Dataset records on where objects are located
"""
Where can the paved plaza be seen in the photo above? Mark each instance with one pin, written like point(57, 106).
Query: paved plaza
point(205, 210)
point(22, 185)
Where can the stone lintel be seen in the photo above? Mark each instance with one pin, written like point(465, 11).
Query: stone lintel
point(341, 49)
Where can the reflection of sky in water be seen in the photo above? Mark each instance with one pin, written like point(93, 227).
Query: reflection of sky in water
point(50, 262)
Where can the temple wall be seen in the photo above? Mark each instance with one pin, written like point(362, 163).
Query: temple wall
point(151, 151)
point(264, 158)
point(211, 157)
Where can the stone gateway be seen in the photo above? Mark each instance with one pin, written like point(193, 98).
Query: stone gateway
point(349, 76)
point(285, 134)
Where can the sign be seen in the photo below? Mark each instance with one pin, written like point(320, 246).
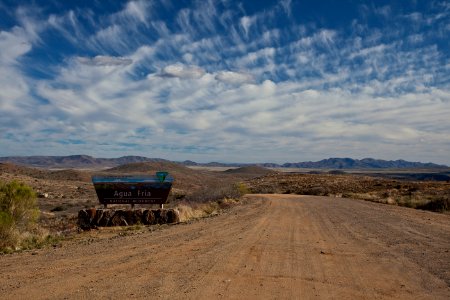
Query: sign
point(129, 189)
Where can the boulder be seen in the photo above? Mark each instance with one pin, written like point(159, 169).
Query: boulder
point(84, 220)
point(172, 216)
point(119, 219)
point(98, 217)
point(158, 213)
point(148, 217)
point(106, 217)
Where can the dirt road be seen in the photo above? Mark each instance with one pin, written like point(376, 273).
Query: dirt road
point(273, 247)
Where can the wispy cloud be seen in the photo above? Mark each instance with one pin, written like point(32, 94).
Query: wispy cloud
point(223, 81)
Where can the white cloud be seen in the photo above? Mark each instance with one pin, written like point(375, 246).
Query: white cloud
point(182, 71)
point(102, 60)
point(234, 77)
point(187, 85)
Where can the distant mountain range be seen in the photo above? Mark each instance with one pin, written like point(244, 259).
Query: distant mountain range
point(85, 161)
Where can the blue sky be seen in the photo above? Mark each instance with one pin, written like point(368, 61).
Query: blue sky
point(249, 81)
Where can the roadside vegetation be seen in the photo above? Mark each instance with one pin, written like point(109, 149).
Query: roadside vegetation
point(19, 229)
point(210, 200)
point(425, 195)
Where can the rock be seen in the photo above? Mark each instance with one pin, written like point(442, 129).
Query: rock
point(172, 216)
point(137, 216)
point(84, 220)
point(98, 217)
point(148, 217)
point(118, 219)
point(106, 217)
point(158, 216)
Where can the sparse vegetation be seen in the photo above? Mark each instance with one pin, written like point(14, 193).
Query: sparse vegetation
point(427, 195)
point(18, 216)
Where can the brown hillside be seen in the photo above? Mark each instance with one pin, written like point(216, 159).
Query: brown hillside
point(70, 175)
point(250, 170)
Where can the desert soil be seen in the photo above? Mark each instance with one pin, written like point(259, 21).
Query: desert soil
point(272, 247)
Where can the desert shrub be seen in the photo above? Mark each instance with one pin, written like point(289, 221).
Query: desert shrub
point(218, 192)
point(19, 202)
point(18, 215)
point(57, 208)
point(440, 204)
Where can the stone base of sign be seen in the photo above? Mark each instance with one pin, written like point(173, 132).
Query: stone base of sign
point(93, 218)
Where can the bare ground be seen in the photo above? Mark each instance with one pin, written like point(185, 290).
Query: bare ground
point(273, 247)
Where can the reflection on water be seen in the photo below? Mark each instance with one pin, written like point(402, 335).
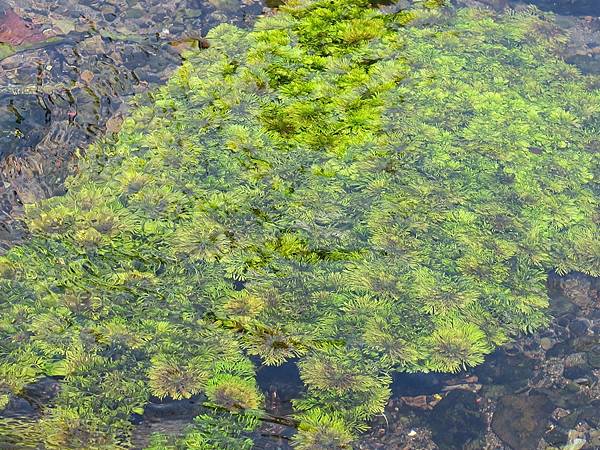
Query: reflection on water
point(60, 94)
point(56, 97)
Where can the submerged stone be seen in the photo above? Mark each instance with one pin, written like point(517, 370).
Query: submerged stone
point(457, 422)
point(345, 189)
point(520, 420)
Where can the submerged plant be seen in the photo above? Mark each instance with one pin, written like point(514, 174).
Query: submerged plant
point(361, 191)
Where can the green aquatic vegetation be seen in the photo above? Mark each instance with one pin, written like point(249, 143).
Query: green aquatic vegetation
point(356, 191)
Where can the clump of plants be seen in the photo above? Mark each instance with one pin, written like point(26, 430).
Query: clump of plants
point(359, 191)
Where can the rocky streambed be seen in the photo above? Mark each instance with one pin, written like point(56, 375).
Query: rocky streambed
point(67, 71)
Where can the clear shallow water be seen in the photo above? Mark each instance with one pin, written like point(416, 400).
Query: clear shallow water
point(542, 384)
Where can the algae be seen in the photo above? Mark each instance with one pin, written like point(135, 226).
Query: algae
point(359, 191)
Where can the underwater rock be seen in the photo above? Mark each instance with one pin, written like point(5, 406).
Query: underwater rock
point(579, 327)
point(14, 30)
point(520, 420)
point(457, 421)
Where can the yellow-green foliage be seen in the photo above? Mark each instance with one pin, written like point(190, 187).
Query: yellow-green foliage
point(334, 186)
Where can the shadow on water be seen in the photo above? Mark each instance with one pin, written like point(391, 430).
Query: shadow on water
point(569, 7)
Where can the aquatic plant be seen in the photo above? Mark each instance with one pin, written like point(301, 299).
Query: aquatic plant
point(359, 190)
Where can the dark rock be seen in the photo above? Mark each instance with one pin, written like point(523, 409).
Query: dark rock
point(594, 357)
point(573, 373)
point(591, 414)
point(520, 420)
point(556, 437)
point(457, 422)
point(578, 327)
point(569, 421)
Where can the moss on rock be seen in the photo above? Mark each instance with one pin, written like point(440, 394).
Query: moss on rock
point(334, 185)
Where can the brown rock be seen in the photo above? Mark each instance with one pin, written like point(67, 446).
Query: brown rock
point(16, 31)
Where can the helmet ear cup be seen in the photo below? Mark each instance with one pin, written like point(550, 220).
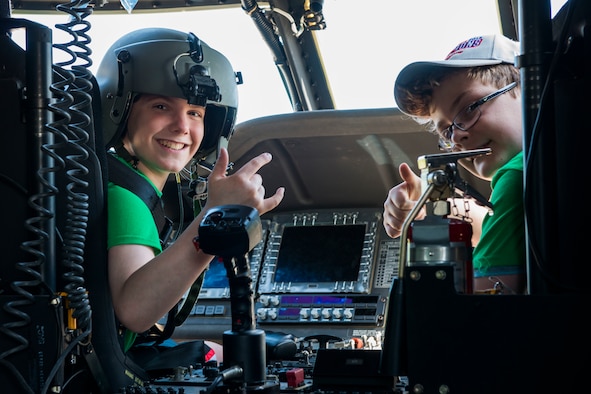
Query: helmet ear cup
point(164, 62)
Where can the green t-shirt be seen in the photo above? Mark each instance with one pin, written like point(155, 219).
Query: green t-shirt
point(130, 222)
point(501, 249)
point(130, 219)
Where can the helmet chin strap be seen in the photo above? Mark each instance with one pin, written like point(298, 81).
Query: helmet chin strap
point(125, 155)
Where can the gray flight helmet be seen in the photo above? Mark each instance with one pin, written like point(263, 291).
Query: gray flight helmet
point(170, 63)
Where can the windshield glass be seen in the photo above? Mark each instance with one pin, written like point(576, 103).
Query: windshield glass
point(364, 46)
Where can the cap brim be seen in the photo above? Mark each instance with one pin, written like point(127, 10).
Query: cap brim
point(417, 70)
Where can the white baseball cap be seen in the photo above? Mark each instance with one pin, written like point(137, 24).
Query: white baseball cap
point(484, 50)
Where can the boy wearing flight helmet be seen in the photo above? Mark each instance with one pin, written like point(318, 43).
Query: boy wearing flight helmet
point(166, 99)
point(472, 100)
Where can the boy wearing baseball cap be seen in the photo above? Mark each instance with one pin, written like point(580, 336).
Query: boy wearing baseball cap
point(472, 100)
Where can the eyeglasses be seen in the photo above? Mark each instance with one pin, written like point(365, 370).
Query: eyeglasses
"""
*TASK BRIEF*
Present all the records above as a numbered list, leaving out any blank lines. Do not include the pictures in your answer.

*FINISHED ANSWER*
1. Where can the paved plaza be seen in the photo above? Mark each instance with one pin, written like point(57, 106).
2. Query: paved plaza
3. point(205, 210)
4. point(22, 185)
5. Where can the stone lintel be seen in the photo above? Mark each instance with one pin, written like point(465, 11).
6. Query: stone lintel
7. point(341, 49)
8. Where can the reflection of sky in water be seen in the photo above? Mark each instance with one pin, written like point(93, 227).
9. Query: reflection of sky in water
10. point(50, 262)
11. Where can the temple wall be seen in the photo above? Mark each instance with one pin, written like point(362, 163).
12. Query: temple wall
13. point(151, 151)
14. point(264, 158)
15. point(211, 157)
16. Where can the stone gateway be seen in the photo above? Mark each instance with one pin, written like point(193, 98).
17. Query: stone gateway
18. point(349, 76)
19. point(285, 134)
20. Where can the sign be seen in the photo below? Mark each instance with one pin, written like point(320, 246).
21. Query: sign
22. point(129, 189)
23. Where can the boulder be seen in the photo above? Mark each instance with one pin, written like point(159, 169).
24. Query: boulder
25. point(84, 220)
26. point(172, 216)
27. point(119, 219)
28. point(98, 217)
29. point(158, 213)
30. point(148, 217)
31. point(106, 217)
32. Where can the dirt road be seen in the photo above? Mark each instance with one pin, written like point(376, 273).
33. Query: dirt road
34. point(273, 247)
35. Where can the wispy cloud be seen in the photo above? Mark each instance with one pin, written like point(32, 94).
36. Query: wispy cloud
37. point(223, 81)
38. Where can the white cloud be seen in the photo above? Mark each instance with one pin, written like point(375, 246).
39. Query: white cloud
40. point(182, 71)
41. point(102, 60)
42. point(234, 77)
43. point(187, 85)
44. Where can the distant mountain range be seen in the photo above? Mark each instance with one pin, written like point(244, 259).
45. Query: distant mountain range
46. point(85, 161)
47. Where can the blue sky be seen in the photo above? Mark each instance with one pin, written like point(368, 61).
48. Query: blue sky
49. point(249, 81)
50. Where can the roadside vegetation be seen in the photo above? Mark each instance with one pin, written like point(109, 149).
51. Query: roadside vegetation
52. point(19, 229)
53. point(210, 200)
54. point(425, 195)
55. Where can the rock be seen in the photo above? Mark each instance with one pin, written like point(442, 129).
56. Query: rock
57. point(172, 216)
58. point(137, 216)
59. point(84, 220)
60. point(98, 217)
61. point(148, 217)
62. point(118, 219)
63. point(106, 217)
64. point(158, 216)
65. Where can the sparse vegetation be seen in the photo above? Mark each instance with one pin, written like point(14, 193).
66. Query: sparse vegetation
67. point(427, 195)
68. point(18, 216)
69. Where can the brown hillside be seen in the photo above? Mark each instance with one pin, written like point(216, 159).
70. Query: brown hillside
71. point(70, 175)
72. point(250, 170)
73. Where can the desert soil be seen in the photo above? Mark each instance with one pin, written like point(259, 21).
74. Query: desert soil
75. point(272, 247)
76. Where can the desert shrub be seen in the photo above? Mark each instance with one pin, written like point(289, 221).
77. Query: desert shrub
78. point(218, 192)
79. point(19, 202)
80. point(18, 215)
81. point(57, 208)
82. point(440, 204)
83. Where can the stone base of sign be seen in the photo above? Mark each instance with one pin, written like point(173, 132).
84. Query: stone base of sign
85. point(93, 218)
86. Where can the bare ground be seen in the photo above? Mark each instance with one pin, written like point(185, 290).
87. Query: bare ground
88. point(273, 247)
89. Where can the reflection on water be seen in the photo below? Mark each instance with one pin, written like point(402, 335).
90. Query: reflection on water
91. point(60, 94)
92. point(56, 97)
93. Where can the submerged stone be seen in the photo above? Mark each instance with one pin, written like point(517, 370).
94. Query: submerged stone
95. point(457, 422)
96. point(345, 189)
97. point(520, 420)
98. Where can the submerged plant be seen in the photo above? Mark each instance with one pin, written like point(514, 174).
99. Query: submerged plant
100. point(361, 191)
101. Where can the green aquatic vegetation be seen in the photo above? Mark each instance with one pin, written like point(249, 143).
102. Query: green aquatic vegetation
103. point(356, 191)
104. Where can the clump of plants be seen in the photo above? Mark each instance with one pin, written like point(26, 430).
105. Query: clump of plants
106. point(359, 191)
107. Where can the rocky streambed be seen in the photo above? Mark each instance with one pin, written like point(56, 375).
108. Query: rocky streambed
109. point(67, 71)
110. Where can the clear shallow water be seen in the photo above? Mark each instance with one pin, written like point(416, 400).
111. Query: clear shallow water
112. point(542, 384)
113. Where can the algae be seen in the photo above? Mark each instance with one pin, written like point(135, 226).
114. Query: algae
115. point(359, 191)
116. Where can the underwater rock be seen in the photo above? Mark each instance with one pin, written like point(5, 406).
117. Query: underwater rock
118. point(579, 327)
119. point(14, 30)
120. point(520, 420)
121. point(457, 421)
122. Where can the yellow-green foliage be seen in the photo above? Mark each instance with one pin, written like point(190, 187).
123. Query: yellow-green foliage
124. point(334, 186)
125. Where can the shadow on water be seen in the photo above? Mark each instance with one pin, written like point(391, 430).
126. Query: shadow on water
127. point(569, 7)
128. Where can the aquatic plant be seen in the photo above? Mark each instance with one pin, written like point(301, 299).
129. Query: aquatic plant
130. point(359, 190)
131. Where can the dark rock be seen in the photo above? Mark each instance with one pin, written like point(523, 409).
132. Query: dark rock
133. point(594, 357)
134. point(573, 373)
135. point(591, 414)
136. point(520, 420)
137. point(556, 437)
138. point(457, 422)
139. point(578, 327)
140. point(569, 421)
141. Where can the moss on rock be seen in the photo above? Mark each instance with one pin, written like point(440, 394).
142. Query: moss on rock
143. point(334, 185)
144. Where can the brown rock be seen in the photo above? Mark each instance with one pin, written like point(67, 446).
145. Query: brown rock
146. point(16, 31)
147. Where can the helmet ear cup be seen in the photo below? Mark each instance with one pin, written like point(550, 220).
148. Query: helmet ear cup
149. point(164, 62)
150. Where can the green t-shirt be seen in the photo above? Mark each instance with one pin, written like point(155, 219).
151. Query: green t-shirt
152. point(130, 222)
153. point(501, 249)
154. point(130, 219)
155. Where can the helmet chin strap be seen in the photo above? Mark each instance with one pin, written like point(298, 81).
156. Query: helmet chin strap
157. point(125, 155)
158. Where can the gray flight helmet be seen in the photo above? Mark each instance with one pin, written like point(263, 291).
159. Query: gray flight helmet
160. point(170, 63)
161. Where can the windshield glass be seen in the photo above? Mark each instance with one pin, written like point(576, 103).
162. Query: windshield glass
163. point(364, 46)
164. Where can the cap brim be seen in the photo above? Mark each instance with one pin, written like point(127, 10).
165. Query: cap brim
166. point(417, 70)
167. Where can the white baseball cap be seen in the photo above? Mark each instance with one pin, written like point(137, 24).
168. Query: white baseball cap
169. point(484, 50)
170. Where can the boy wearing flight helmet be seen in the photo above? Mark each instance with one pin, written like point(318, 43).
171. Query: boy wearing flight helmet
172. point(166, 99)
173. point(472, 100)
174. Where can the boy wearing baseball cap be seen in the photo above? Mark each instance with one pin, written like point(580, 336).
175. Query: boy wearing baseball cap
176. point(472, 100)
177. Where can the eyeglasses be seen in the photo above? Mark each instance with one pin, written like point(365, 370).
178. Query: eyeglasses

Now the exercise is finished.